## begin
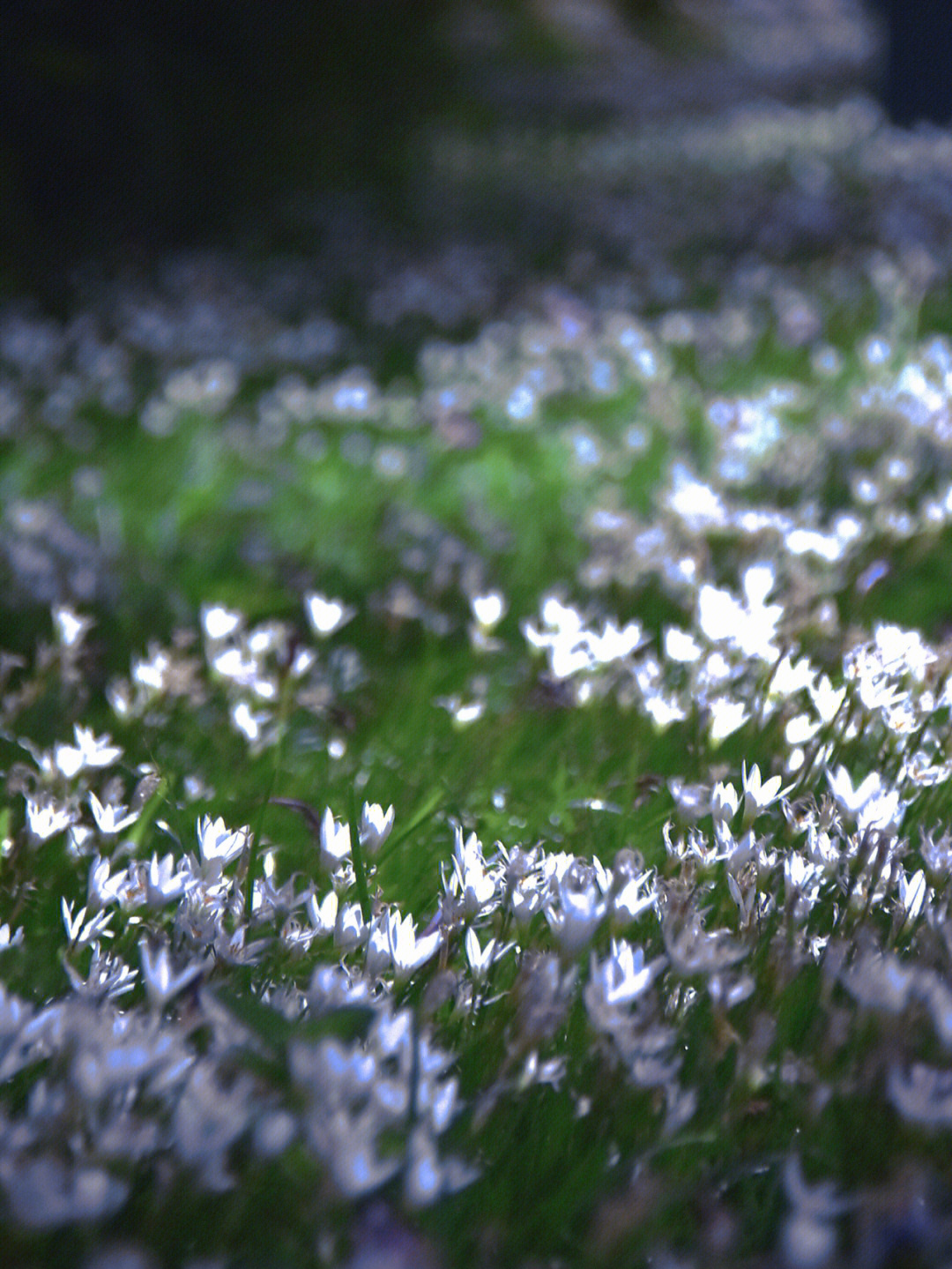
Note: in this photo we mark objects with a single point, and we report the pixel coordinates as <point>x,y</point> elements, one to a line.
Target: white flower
<point>758,795</point>
<point>80,934</point>
<point>219,846</point>
<point>913,893</point>
<point>324,915</point>
<point>104,889</point>
<point>110,818</point>
<point>164,885</point>
<point>848,798</point>
<point>47,818</point>
<point>8,938</point>
<point>724,802</point>
<point>471,878</point>
<point>161,983</point>
<point>616,982</point>
<point>376,826</point>
<point>482,959</point>
<point>581,907</point>
<point>488,609</point>
<point>407,951</point>
<point>349,929</point>
<point>87,751</point>
<point>326,616</point>
<point>335,841</point>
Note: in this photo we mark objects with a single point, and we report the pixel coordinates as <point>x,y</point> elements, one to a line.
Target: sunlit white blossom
<point>110,818</point>
<point>376,826</point>
<point>326,616</point>
<point>335,841</point>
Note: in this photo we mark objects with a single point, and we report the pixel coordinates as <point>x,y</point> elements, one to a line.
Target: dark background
<point>159,124</point>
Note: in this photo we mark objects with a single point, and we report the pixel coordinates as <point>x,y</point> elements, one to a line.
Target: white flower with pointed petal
<point>110,818</point>
<point>376,826</point>
<point>324,915</point>
<point>480,959</point>
<point>161,983</point>
<point>335,841</point>
<point>724,802</point>
<point>618,982</point>
<point>164,884</point>
<point>581,907</point>
<point>349,928</point>
<point>8,938</point>
<point>326,616</point>
<point>407,951</point>
<point>46,818</point>
<point>219,846</point>
<point>758,795</point>
<point>87,751</point>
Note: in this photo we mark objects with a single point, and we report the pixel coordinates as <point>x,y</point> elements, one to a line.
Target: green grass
<point>796,977</point>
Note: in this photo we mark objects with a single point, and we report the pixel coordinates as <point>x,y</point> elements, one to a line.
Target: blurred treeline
<point>158,123</point>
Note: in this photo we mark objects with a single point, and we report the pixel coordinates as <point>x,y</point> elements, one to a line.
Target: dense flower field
<point>477,777</point>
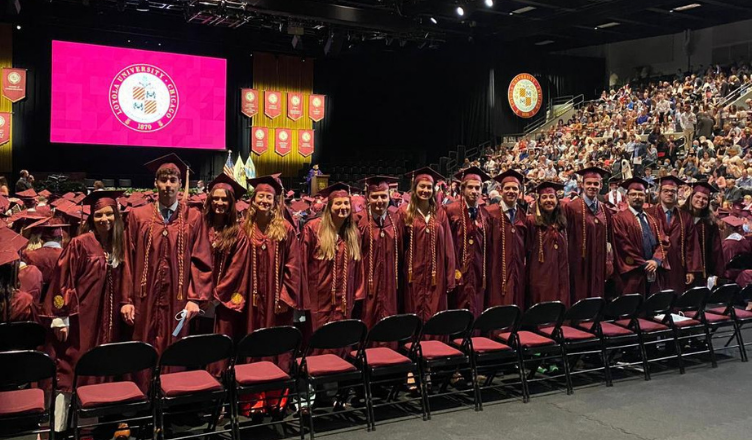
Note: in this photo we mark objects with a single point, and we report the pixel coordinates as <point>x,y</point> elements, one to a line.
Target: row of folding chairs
<point>271,365</point>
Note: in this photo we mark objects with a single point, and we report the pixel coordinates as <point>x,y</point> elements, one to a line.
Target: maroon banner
<point>259,139</point>
<point>305,142</point>
<point>249,102</point>
<point>14,84</point>
<point>272,104</point>
<point>283,141</point>
<point>316,107</point>
<point>294,105</point>
<point>4,128</point>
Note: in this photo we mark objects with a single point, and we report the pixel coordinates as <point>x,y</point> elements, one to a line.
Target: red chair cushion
<point>188,382</point>
<point>570,333</point>
<point>92,396</point>
<point>436,349</point>
<point>485,345</point>
<point>29,401</point>
<point>382,356</point>
<point>529,339</point>
<point>609,329</point>
<point>325,364</point>
<point>259,372</point>
<point>645,325</point>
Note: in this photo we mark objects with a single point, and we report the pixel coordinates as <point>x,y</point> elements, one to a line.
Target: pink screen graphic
<point>114,96</point>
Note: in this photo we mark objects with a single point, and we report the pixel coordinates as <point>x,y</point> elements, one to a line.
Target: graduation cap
<point>338,189</point>
<point>100,199</point>
<point>270,184</point>
<point>227,183</point>
<point>10,244</point>
<point>168,162</point>
<point>472,173</point>
<point>425,173</point>
<point>510,175</point>
<point>378,183</point>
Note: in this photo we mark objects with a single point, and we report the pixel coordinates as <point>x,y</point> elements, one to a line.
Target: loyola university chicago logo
<point>144,98</point>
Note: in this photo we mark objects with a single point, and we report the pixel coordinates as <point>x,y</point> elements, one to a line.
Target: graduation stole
<point>181,248</point>
<point>465,260</point>
<point>371,284</point>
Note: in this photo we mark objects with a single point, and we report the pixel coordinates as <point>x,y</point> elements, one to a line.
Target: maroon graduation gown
<point>319,274</point>
<point>628,252</point>
<point>238,314</point>
<point>588,273</point>
<point>548,280</point>
<point>380,249</point>
<point>508,248</point>
<point>684,254</point>
<point>87,291</point>
<point>471,250</point>
<point>159,300</point>
<point>419,293</point>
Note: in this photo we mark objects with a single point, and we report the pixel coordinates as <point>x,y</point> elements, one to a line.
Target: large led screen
<point>116,96</point>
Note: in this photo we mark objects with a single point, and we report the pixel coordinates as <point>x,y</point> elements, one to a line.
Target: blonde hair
<point>276,229</point>
<point>327,236</point>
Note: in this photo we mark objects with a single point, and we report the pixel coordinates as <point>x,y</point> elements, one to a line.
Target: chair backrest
<point>724,294</point>
<point>338,334</point>
<point>588,309</point>
<point>543,314</point>
<point>117,359</point>
<point>25,366</point>
<point>692,299</point>
<point>658,303</point>
<point>397,328</point>
<point>498,318</point>
<point>625,306</point>
<point>268,342</point>
<point>197,351</point>
<point>448,323</point>
<point>26,335</point>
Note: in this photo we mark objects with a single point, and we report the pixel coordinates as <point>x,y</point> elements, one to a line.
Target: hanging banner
<point>316,107</point>
<point>283,141</point>
<point>14,84</point>
<point>259,139</point>
<point>305,142</point>
<point>272,104</point>
<point>4,128</point>
<point>249,102</point>
<point>294,105</point>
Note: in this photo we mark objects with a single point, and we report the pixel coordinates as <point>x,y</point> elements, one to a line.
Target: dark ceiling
<point>391,24</point>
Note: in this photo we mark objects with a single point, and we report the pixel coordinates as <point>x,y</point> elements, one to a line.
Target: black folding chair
<point>261,375</point>
<point>23,335</point>
<point>653,332</point>
<point>23,409</point>
<point>578,343</point>
<point>384,365</point>
<point>194,385</point>
<point>617,338</point>
<point>537,347</point>
<point>487,354</point>
<point>439,360</point>
<point>318,369</point>
<point>122,397</point>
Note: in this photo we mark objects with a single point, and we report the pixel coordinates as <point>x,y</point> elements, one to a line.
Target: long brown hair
<point>118,235</point>
<point>412,207</point>
<point>276,229</point>
<point>227,236</point>
<point>327,236</point>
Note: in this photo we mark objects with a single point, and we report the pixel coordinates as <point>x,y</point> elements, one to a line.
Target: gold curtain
<point>6,60</point>
<point>283,74</point>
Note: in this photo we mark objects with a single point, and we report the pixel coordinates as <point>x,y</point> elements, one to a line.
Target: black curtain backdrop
<point>425,102</point>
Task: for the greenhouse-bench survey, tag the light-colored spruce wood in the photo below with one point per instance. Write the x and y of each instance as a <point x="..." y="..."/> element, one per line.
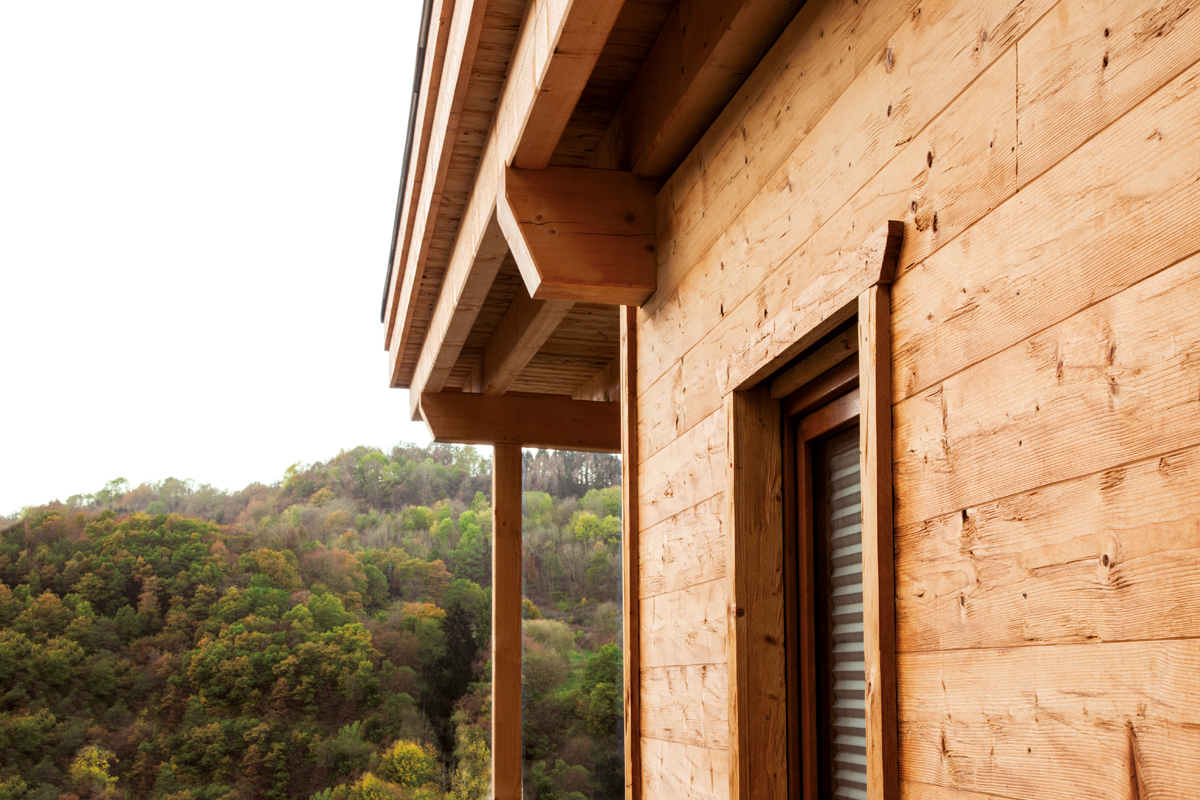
## end
*TASK STATEMENT*
Please tally the lines of the listing that contain the word "dark" and give only that number.

*SOLUTION*
2